**TO DO**
Restate every line of the data word for word, except for the images.
======
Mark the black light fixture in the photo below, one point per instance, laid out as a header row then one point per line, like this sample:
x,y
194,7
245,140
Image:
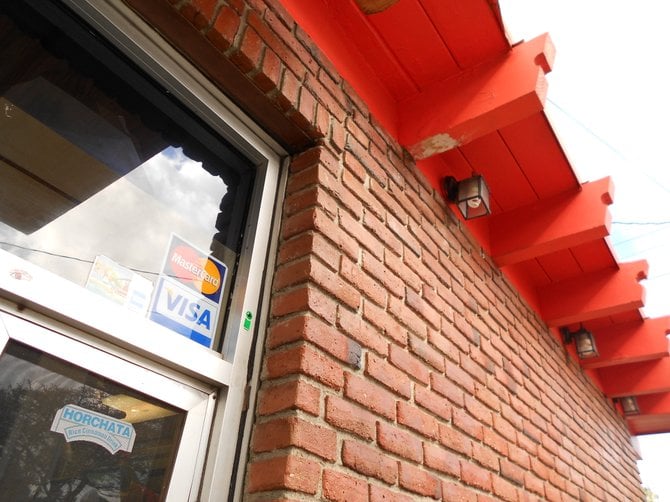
======
**OUTPUT**
Mark the black light fixture in the photo below, one point per instance, laid out as a header row then one point per line, like this sample:
x,y
194,7
245,140
Image:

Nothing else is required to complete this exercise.